§ LISTA DE TAREAS
**A)** Indique si cada afirmación concuerda con el texto sobre el oficio de escribir, respondiendo sí o no y citando literalmente las palabras del texto que lo deciden: (i) Según Piglia, un escritor percibe, con suerte, el 10% del precio de tapa de cada libro. (ii) La mayoría de los escritores que no son consagrados vive de lo que escribe. (iii) Escribir libros institucionales o para empresas deja al escritor apenas un 30% de su energía creativa para lo que desea escribir.
**B)** En el texto sobre el oficio de escribir, ¿qué alternativa se plantea frente a hacer de la escritura el propio oficio?

§ TEXTO DE LECTURA
____
Y los más grandes de los grandes, además, observan el don de la generosidad: con pocas palabras te indican ciertas argucias del oficio, la hoja de ruta en el camino a partir de su propia experiencia. Algunos hasta te muestran la cocina de su trabajo.

El oficio de escribir es un salto al vacío y sin red. Por lo tanto, lo primero que ha de pasar es el duro golpe contra el piso de la realidad. De ese golpe iniciático -un par de libros horribles, el aprender a convivir con la inseguridad económica, el asumir que nunca se va a poder alcanzar el estilo ni la grandeza de media página de los centenares de libros admirables que habitan tu biblioteca- y de cómo se sale de ese porrazo se mide la carnadura de un escritor.

Piglia decía que un escritor no integra la cadena de producción del capitalismo: escribe en soledad, está fuera de eso que se llama mercado, publica cuando se le da la gana o cuando lo dejan y percibe, con suerte, el 10% del precio de tapa de cada libro. Hablaba, claro, de un escritor profesional, y, sobre todo, de un escritor que está fuera de las diez o veinte plumas más o menos consagradas del país.

Nadie que esté por debajo de ese pedestal -el llamado canon del marketing- vive de lo que escribe. La mayoría hace lo que puede: coordina talleres literarios, da clases, si estudió Letras, o trabaja en los márgenes de la literatura, como puede ser el periodismo o la comunicación institucional. Otra variante, si se tiene una pluma dúctil, es tomar una decisión dolorosa: escribir de lo que sea, escribir profesionalmente, esto es libros institucionales, libros para empresas, comunicación y afines. Eso está claro que le dejará apenas un 30% de su energía creativa para escribir lo que él desea escribir, pero en tal caso habrá resuelto el dilema de base: hacer de la escritura su oficio o abrir una mercería en la Avenida Colón.
____
§ MATERIAL PROPORCIONADO
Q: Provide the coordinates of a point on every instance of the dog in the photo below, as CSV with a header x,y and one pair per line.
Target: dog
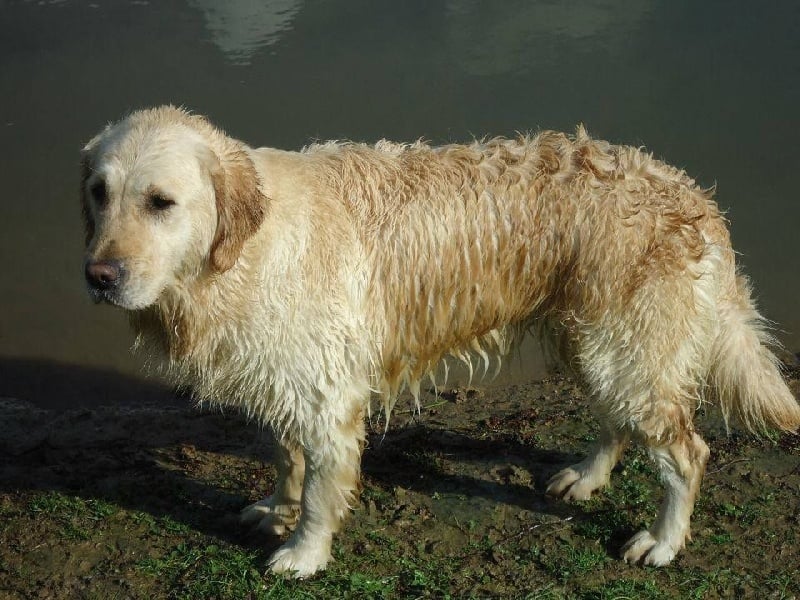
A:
x,y
297,286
____
§ RESPUESTAS POR TAREA
**A)**
(i) Sí: «percibe, con suerte, el 10% del precio de tapa de cada libro».
(ii) No: «Nadie que esté por debajo de ese pedestal -el llamado canon del marketing- vive de lo que escribe».
(iii) Sí: «Eso está claro que le dejará apenas un 30% de su energía creativa para escribir lo que él desea escribir».

**B)** Abrir una mercería en la Avenida Colón.